-- Required work --
[1] Please restate the stretch from "Teaching clinical skills" through "a Internet search." in the article on teaching the behavioral sciences, changing "pharmacology" to "toxicology".
[2] In the article on teaching the behavioral sciences, what does clinical training teach a student?

-- Passage shown --
■ ■ ■ ■ ■

Current Trends in Teaching the Behavioral Sciences - An article by Olle Jane Z. Sahler, MD, and John E. Carr, PhD, ABPP
Clinical Training vs. Basic Science Course
In recent years, a number of medical schools have begun exploring innovations in medical education, revising traditional teaching methodology and curriculum integration by focusing less on what students are taught and more on how they are taught (National Institutes of Health, 2011). In some cases, this has resulted in eliminating traditional basic science courses altogether (under the assumption that such material can readily be accessed via the web) and replacing these courses with the immediate immersion of students in clinical experiences in which behavioral sciences are supposedly integrated (Beck, 2015). Unfortunately, these innovations run the risk of throwing out the baby with the bath water, replacing curricula that teach integrated basic bio-behavioral science with exercises in how to conduct assessments, motivational interviewing, addiction counseling, or other select practices that purport to train students in behavioral science skills.
Teaching clinical skills without an understanding of the basic sciences upon which those methods are based (the interactive bio-behavioral processes are the foundation for those skills), is analogous to teaching surgical techniques without understanding the basic anatomy and physiology involved, or prescribing medications without understanding the underlying pharmacology. Clinical training teaches a student how to administer an empirically validated intervention. Basic science explains the why and how; the bio-behavioral mechanisms by which that intervention works. Increased training in the science of health care delivery is a worthy goal, but not at the expense of reducing training in the integrated bio-behavioral sciences that are basic to medicine to a Internet search.

■ ■ ■ ■ ■

-- Supplied records --
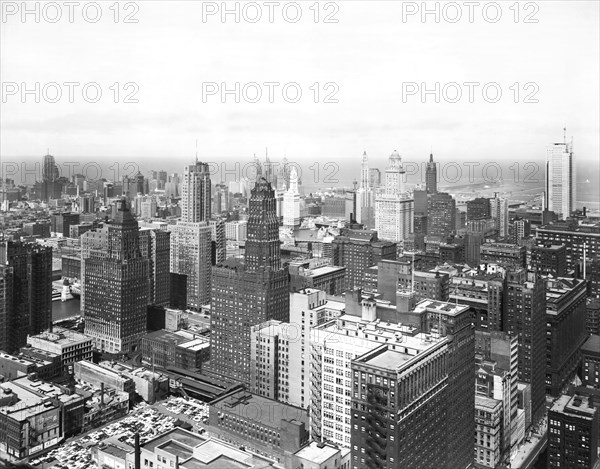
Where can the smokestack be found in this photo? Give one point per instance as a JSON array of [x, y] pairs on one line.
[[137, 451]]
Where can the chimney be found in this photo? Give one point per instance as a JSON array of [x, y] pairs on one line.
[[136, 451]]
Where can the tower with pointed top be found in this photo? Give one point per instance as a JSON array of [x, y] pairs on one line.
[[431, 176], [365, 195], [191, 237], [561, 194], [116, 286], [291, 202], [394, 208], [248, 294]]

■ ■ ■ ■ ■

-- Solution list --
[1]
Teaching clinical skills without an understanding of the basic sciences upon which those methods are based (the interactive bio-behavioral processes are the foundation for those skills), is analogous to teaching surgical techniques without understanding the basic anatomy and physiology involved, or prescribing medications without understanding the underlying toxicology. Clinical training teaches a student how to administer an empirically validated intervention. Basic science explains the why and how; the bio-behavioral mechanisms by which that intervention works. Increased training in the science of health care delivery is a worthy goal, but not at the expense of reducing training in the integrated bio-behavioral sciences that are basic to medicine to a Internet search.

[2] It teaches a student how to administer an empirically validated intervention.